▶ **Verilen Metin**

===

GÜNCEL EGE YEREL YÖNETİMLER EKONOMİ POLİTİKA SPOR RÖPORTAJLAR YAZAR CAFE FOTO GALERİ VİDEO GALERİ
Harun ÖZDEMİR
YAZARLAR
5 Kasım 2013 Salı

Odunlar sizin gavurlar benim olsun!

Her ulustan belediyeci çıkar ama Türklerden çok zor.
Kürtlerden ise hiç çıkmaz! Şimdiye kadar çıkmayan bundan sonra çıkar mı, bilemem!
O kadar da karamsar olmaya gerek yok, diyeceksiniz. Haklı olabilirsiniz. Ama durum gerçekten vahim!
Az değil; çok çok vahim!
Sorunun ciddiyetini kavrayamayanlar bu sözüme kızacaklar!
Kızsınlar!
Ben de onlara kızıyorum!  
Ben söylediğim sözün doğru olup olmadığına bakarım!

===

▶ **Verilen Kayıtlar**
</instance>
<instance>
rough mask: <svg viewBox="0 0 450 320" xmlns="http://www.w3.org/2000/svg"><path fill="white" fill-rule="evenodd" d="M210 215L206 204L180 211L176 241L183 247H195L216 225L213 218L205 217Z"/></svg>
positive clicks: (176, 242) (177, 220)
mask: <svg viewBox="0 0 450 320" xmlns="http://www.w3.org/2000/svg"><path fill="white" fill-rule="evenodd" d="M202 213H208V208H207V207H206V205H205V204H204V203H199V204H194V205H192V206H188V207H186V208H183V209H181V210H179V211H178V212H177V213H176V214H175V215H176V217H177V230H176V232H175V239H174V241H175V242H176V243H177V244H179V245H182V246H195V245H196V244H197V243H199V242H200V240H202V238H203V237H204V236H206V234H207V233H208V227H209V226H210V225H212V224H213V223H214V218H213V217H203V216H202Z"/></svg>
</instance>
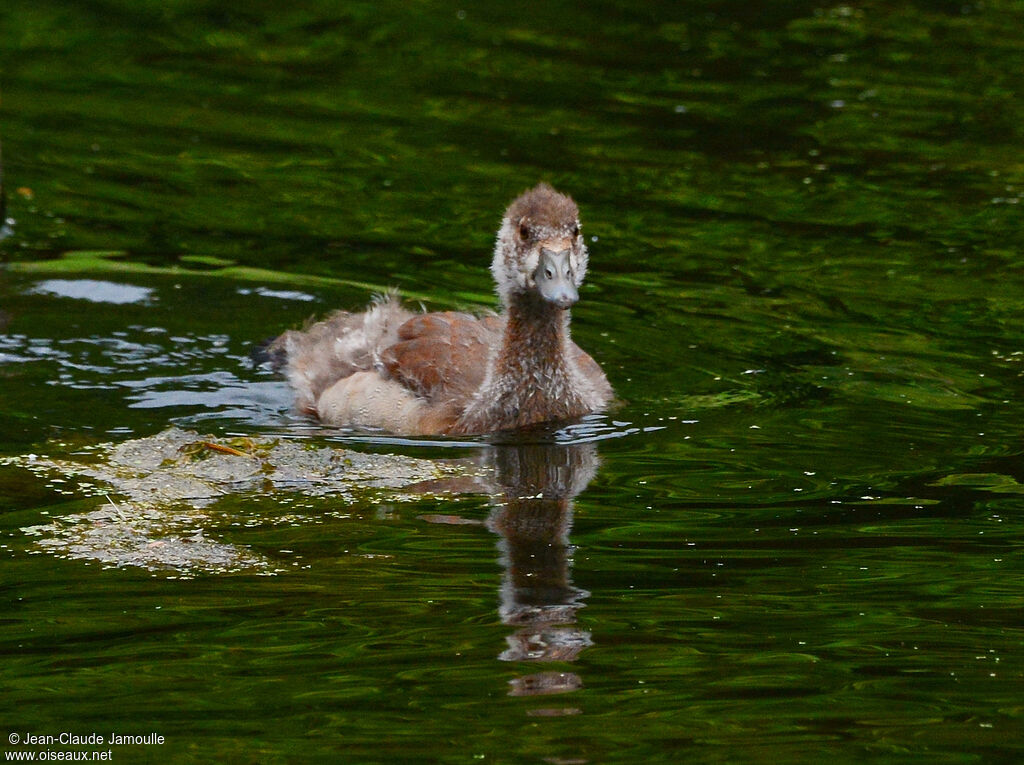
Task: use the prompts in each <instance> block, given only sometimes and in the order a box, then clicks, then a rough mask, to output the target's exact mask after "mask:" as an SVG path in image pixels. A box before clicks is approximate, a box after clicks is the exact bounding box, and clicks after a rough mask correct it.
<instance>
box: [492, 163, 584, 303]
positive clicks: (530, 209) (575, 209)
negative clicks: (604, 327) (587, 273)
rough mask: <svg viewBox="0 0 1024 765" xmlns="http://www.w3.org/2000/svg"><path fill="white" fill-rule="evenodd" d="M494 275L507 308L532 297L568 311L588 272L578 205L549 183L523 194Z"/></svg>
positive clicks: (499, 293)
mask: <svg viewBox="0 0 1024 765" xmlns="http://www.w3.org/2000/svg"><path fill="white" fill-rule="evenodd" d="M490 272H492V273H493V274H494V277H495V282H496V283H497V285H498V295H499V297H501V299H502V302H503V303H504V304H505V305H510V304H511V303H513V302H515V301H517V300H521V299H524V298H530V297H534V298H536V299H538V300H540V301H542V302H544V303H548V304H551V305H554V306H556V307H558V308H562V309H563V310H564V309H567V308H569V307H570V306H571V305H572V304H574V303H575V302H577V301H578V300H579V299H580V292H579V290H580V286H581V285H582V284H583V278H584V275H585V274H586V272H587V247H586V246H585V245H584V243H583V236H581V233H580V210H579V209H578V208H577V205H575V202H573V201H572V199H571V198H569V197H567V196H565V195H564V194H559V193H558V192H556V190H555V189H554V188H552V187H551V186H550V185H548V184H547V183H540V184H538V185H537V186H535V187H534V188H530V189H529V190H528V192H524V193H523V194H522V195H520V196H519V197H518V198H517V199H516V200H514V201H513V202H512V204H511V205H509V209H508V210H507V211H506V212H505V217H504V218H503V219H502V227H501V228H500V229H499V231H498V242H497V244H496V245H495V259H494V261H493V262H492V264H490Z"/></svg>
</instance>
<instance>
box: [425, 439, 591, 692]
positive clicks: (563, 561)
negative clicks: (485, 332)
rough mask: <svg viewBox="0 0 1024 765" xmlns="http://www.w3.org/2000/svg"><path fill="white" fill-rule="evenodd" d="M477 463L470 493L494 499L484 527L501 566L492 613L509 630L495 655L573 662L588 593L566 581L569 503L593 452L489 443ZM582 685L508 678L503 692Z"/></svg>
mask: <svg viewBox="0 0 1024 765" xmlns="http://www.w3.org/2000/svg"><path fill="white" fill-rule="evenodd" d="M483 462H484V464H485V466H486V467H487V468H488V469H487V470H486V472H485V475H486V477H485V478H482V479H480V480H479V481H478V482H477V483H476V485H475V486H474V488H475V491H482V492H485V493H487V494H489V495H492V496H493V498H494V510H493V511H492V512H490V515H489V516H488V518H487V522H486V525H487V527H488V528H489V529H490V530H493V532H494V533H496V534H497V535H498V536H499V537H500V541H499V543H498V548H499V550H500V552H501V556H500V562H501V563H502V565H503V566H504V568H505V573H504V580H503V582H502V587H501V591H500V594H501V602H500V606H499V613H500V615H501V619H502V622H503V623H504V624H506V625H508V626H510V627H513V628H515V631H514V632H512V634H510V635H509V636H508V637H506V641H507V642H508V647H507V648H506V649H505V650H504V651H502V653H501V654H500V655H499V658H500V660H501V661H503V662H537V663H545V662H574V661H575V660H577V658H578V657H579V656H580V654H581V652H582V651H583V650H584V649H585V648H586V647H587V646H589V645H591V644H592V641H591V637H590V633H589V632H587V631H586V630H583V629H581V628H580V626H579V625H578V624H577V612H578V611H579V610H580V608H582V607H583V606H584V600H585V598H586V597H587V596H588V595H589V594H590V593H588V592H587V591H586V590H581V589H580V588H578V587H574V586H573V585H572V580H571V576H570V575H571V563H572V559H571V550H572V547H571V544H570V543H569V530H570V528H571V526H572V501H573V498H574V497H575V496H577V495H579V494H580V493H581V492H583V490H584V488H586V487H587V485H588V484H589V483H590V481H591V479H593V477H594V475H595V474H596V472H597V466H598V457H597V449H596V448H595V445H594V444H593V443H569V444H565V443H516V442H512V443H496V444H494V445H492V447H489V448H488V449H487V451H486V452H485V453H484V456H483ZM431 519H432V520H440V519H441V518H438V517H437V516H434V517H433V518H431ZM447 522H451V520H449V521H447ZM582 684H583V683H582V680H581V679H580V677H579V676H578V675H575V674H574V673H569V672H537V673H532V674H529V675H524V676H521V677H518V678H516V679H515V680H513V681H512V682H511V685H512V688H511V690H510V694H511V695H541V694H548V693H561V692H566V691H570V690H575V689H577V688H580V687H581V686H582Z"/></svg>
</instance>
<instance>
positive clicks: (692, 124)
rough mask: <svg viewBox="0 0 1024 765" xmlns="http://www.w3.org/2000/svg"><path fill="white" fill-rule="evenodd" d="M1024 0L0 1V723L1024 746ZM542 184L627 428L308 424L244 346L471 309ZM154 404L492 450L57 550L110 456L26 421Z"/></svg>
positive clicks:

===

▶ **Yönergeler**
[1] Metinde hangi tarih yer alıyor?
[2] Metnin "Her ulustan belediyeci" ile "bu sözüme kızacaklar!" arasındaki kısmını, bu ifadeler de dahil olmak üzere olduğu gibi yazın.

▶ **Görev Yanıtları**
[1] 5 Kasım 2013 Salı

[2]
Her ulustan belediyeci çıkar ama Türklerden çok zor.
Kürtlerden ise hiç çıkmaz! Şimdiye kadar çıkmayan bundan sonra çıkar mı, bilemem!
O kadar da karamsar olmaya gerek yok, diyeceksiniz. Haklı olabilirsiniz. Ama durum gerçekten vahim!
Az değil; çok çok vahim!
Sorunun ciddiyetini kavrayamayanlar bu sözüme kızacaklar!